- Born: July 11, 1771 Trenton, Province of Massachusetts Bay, British America
- Died: February 2, 1843 (aged 71) Markham, Province of Canada
- Resting place: Hagerman Cemetery, Markham
- Spouse: Susannah Walton
- Children: 12
- Parent(s): Benjamin Milliken, Phebe Milliken

= Norman Milliken =

Norman Milliken (July 11, 1771 Trenton, Province of Massachusetts Bay – February 2, 1843 Markham, Province of Canada) was a loyalist, farmer, lumber mill owner and hotel/tavern keeper in York County, Ontario. The community of Milliken Mills in Markham, Ontario is named after him.

== Biography ==
=== Early life ===
Norman Milliken was one of 7 children born to Benjamin and Phebe Milliken. He moved to Bocabec, New Brunswick with his father American Loyalist Benjamin Milliken in 1782-1791 after the American War of Independence. In 1803, he left Bocabec and moved to Pennsylvania. He returned to Bocabec in 1805, and then moved to York, Upper Canada and began milling.

He married Susannah Walton in Bocebec, New Brunswick, Canada. In 1794, his son, Benjamin Milliken II was born in New Brunswick. He had twelve children.

==== Milliken's Corners ====
The rural hamlet of "Milliken's Corners" was first settled in 1798 by William Dumont. Norman Milliken settled in the area around 1807.

▶ _INFORMATION PROVIDED_

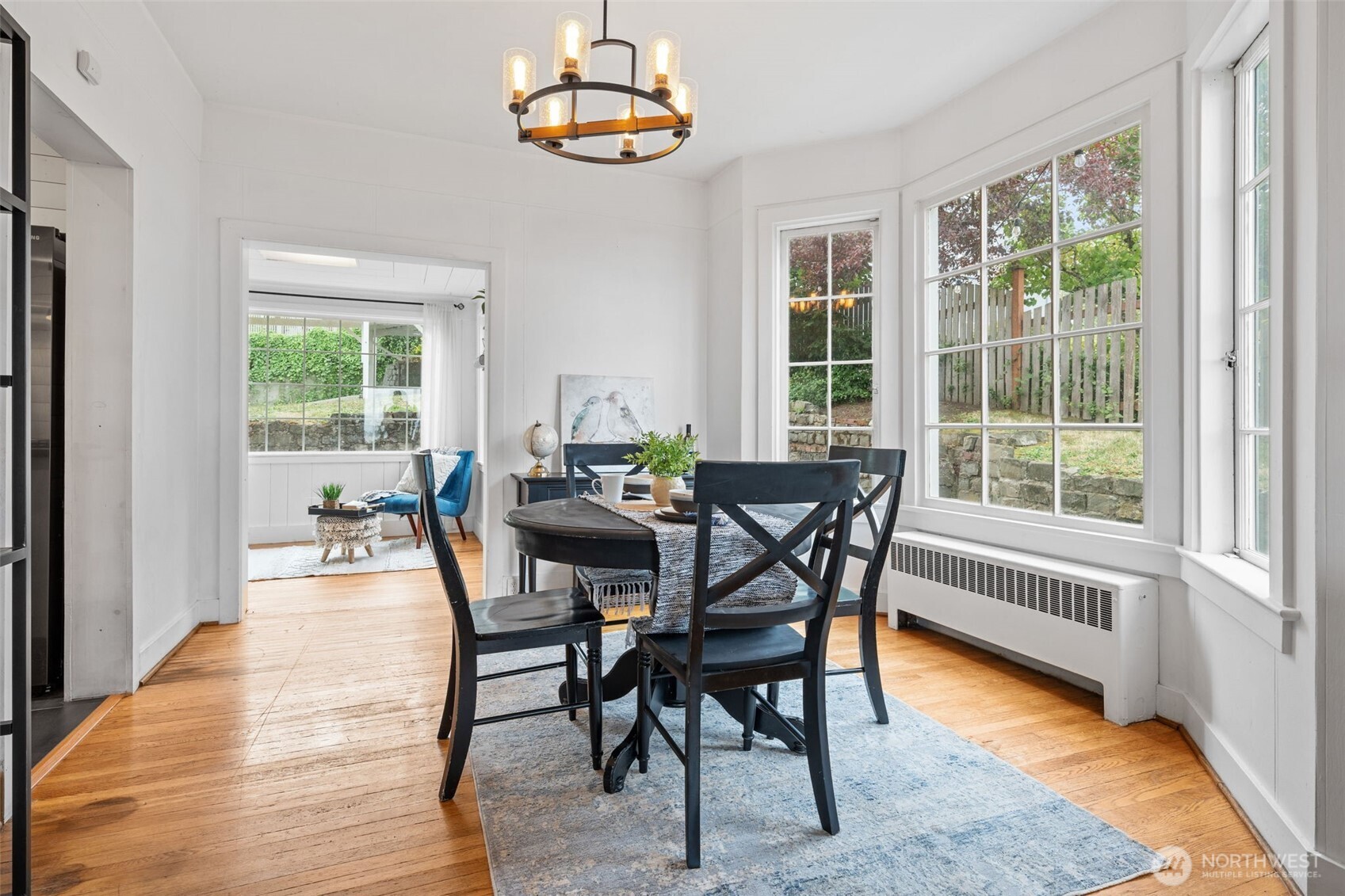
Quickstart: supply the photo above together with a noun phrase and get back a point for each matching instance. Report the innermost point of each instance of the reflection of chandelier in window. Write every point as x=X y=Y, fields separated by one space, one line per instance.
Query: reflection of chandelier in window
x=559 y=127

▶ _TASKS AND EXERCISES_
- A) Answer these from the Norman Milliken article:
(i) Where is Norman Milliken buried?
(ii) Which community is named after him?
(iii) Who first settled Milliken's Corners, and in what year?
- B) Print the passage of the Norman Milliken article starting with "- Born: July" and going on through "named after him.".
- C) Carry on the Norman Milliken article from its last sentence.

▶ _WRITTEN ANSWERS_
- A)
(i) Hagerman Cemetery, Markham
(ii) Milliken Mills in Markham, Ontario
(iii) William Dumont, in 1798

- B)
- Born: July 11, 1771 Trenton, Province of Massachusetts Bay, British America
- Died: February 2, 1843 (aged 71) Markham, Province of Canada
- Resting place: Hagerman Cemetery, Markham
- Spouse: Susannah Walton
- Children: 12
- Parent(s): Benjamin Milliken, Phebe Milliken

= Norman Milliken =

Norman Milliken (July 11, 1771 Trenton, Province of Massachusetts Bay – February 2, 1843 Markham, Province of Canada) was a loyalist, farmer, lumber mill owner and hotel/tavern keeper in York County, Ontario. The community of Milliken Mills in Markham, Ontario is named after him.

- C)
In 1807, he founded a small hamlet in Markham, Ontario. Norman, along with two of his brothers established a lumbering business with a contract that supplied the Royal Navy with ship's planking and lumber. For mill work, he used one of the first lumber Mills in the Township of Markham known as "German Mills" and also rented a flour mill on the west side of Yonge Street for milling lumber. He subsequently purchased a share in a lumber mill located at Markham Village.

Miiliken and his brothers also built a hotel, reputedly to control the drinking habits of the lumbermen, and livery stables. Norman's daughter Charlotte ran the hotel for her father.

In 1814 Norman Milliken received the deed for 200 acres of land at lot 1, concession 5, Markham Township which was the location of Milliken Corners. The rural hamlet of Milliken's Corners eventually consisted of Milliken's Corners Methodist Church (at south east corner of Brimley and Steeles merged to form Ebenezer Presbyterian Church on northwest corner), a post office which was established 1858 (northeast corner of Old Kennedy Road and Steeles), a hotel and a general store. The hamlet became a postal village in 1858 and was called Milliken after Norman Millken.

== Legacy ==
Norman Milliken is the namesake for Milliken, Ontario and Milliken Mills in Markham, including Milliken Mills Public School and Milliken Mills High School, with the name derived from mills owned and/or operated by Milliken. The Milliken name is also associated with the Township of Markham. The name surname "Millikin" is likely derived from the double diminutive of 'mael-oc-an' meaning "the little bald or shaved one." The hamlet remained a rural community until the 1980s. In the 1980s urbanization had developed in the area and farming stopped.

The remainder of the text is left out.